## Work instructions
Could you write out all the entries below again, requests included, with each x and y coordinate in the answers scaled by 0.7 and rounded to a whole number, halves rounding up? Keep the numbers in the requests and their format samples unchanged, and leave the pictures out.

=====

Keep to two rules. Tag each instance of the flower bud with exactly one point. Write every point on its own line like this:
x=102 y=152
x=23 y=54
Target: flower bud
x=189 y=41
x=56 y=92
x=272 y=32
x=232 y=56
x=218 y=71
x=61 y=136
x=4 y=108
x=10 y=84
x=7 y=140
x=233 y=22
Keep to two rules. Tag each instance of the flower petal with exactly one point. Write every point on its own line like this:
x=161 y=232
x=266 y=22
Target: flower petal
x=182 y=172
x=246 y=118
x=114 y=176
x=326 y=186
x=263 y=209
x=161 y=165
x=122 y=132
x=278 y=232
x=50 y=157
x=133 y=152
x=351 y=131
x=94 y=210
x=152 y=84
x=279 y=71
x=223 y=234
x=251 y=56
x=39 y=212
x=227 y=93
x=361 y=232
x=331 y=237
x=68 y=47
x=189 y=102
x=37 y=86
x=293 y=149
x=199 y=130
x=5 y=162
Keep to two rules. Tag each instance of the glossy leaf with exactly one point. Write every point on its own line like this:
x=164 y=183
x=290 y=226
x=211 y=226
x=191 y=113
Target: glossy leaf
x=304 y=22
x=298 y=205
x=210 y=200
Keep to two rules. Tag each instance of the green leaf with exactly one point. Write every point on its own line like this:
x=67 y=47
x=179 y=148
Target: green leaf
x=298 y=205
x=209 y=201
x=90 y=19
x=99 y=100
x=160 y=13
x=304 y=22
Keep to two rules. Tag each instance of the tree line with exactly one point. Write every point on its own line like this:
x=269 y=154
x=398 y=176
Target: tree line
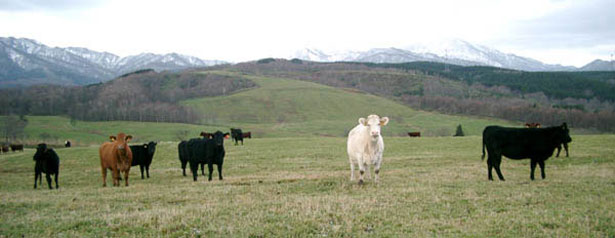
x=475 y=91
x=140 y=96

=====

## Result below
Keep to two rules. Tag each instance of the flower bud with exactly one point. Write every point on its own line like this:
x=102 y=152
x=23 y=54
Target: flower bud
x=132 y=29
x=39 y=64
x=190 y=22
x=162 y=39
x=153 y=50
x=43 y=95
x=3 y=76
x=7 y=59
x=5 y=98
x=163 y=15
Keep to two rules. Tag each instance of the flower petal with exactly one point. Write every point on its own line like this:
x=161 y=232
x=266 y=22
Target: flower petal
x=127 y=120
x=172 y=83
x=80 y=123
x=228 y=130
x=184 y=146
x=113 y=116
x=85 y=92
x=195 y=162
x=35 y=110
x=93 y=106
x=246 y=92
x=66 y=147
x=106 y=59
x=195 y=50
x=156 y=164
x=176 y=39
x=27 y=148
x=159 y=65
x=253 y=162
x=232 y=166
x=48 y=33
x=132 y=71
x=26 y=60
x=205 y=104
x=139 y=91
x=4 y=113
Keep to two rules. Tag each instance of the glossy leaf with exactly one point. Write every point on its own line like this:
x=164 y=183
x=290 y=226
x=211 y=226
x=191 y=113
Target: glossy leaf
x=213 y=15
x=209 y=144
x=147 y=140
Keep to two rules. Tag each instance of the green leaf with exactly one point. Write every point on its own line like this:
x=67 y=47
x=179 y=148
Target: green leaf
x=209 y=144
x=146 y=141
x=63 y=13
x=69 y=70
x=112 y=9
x=213 y=15
Keep to two rules. Tag each instance of the tree line with exactly one point. Write every point on its own line like this:
x=269 y=154
x=398 y=176
Target: tree line
x=333 y=64
x=98 y=67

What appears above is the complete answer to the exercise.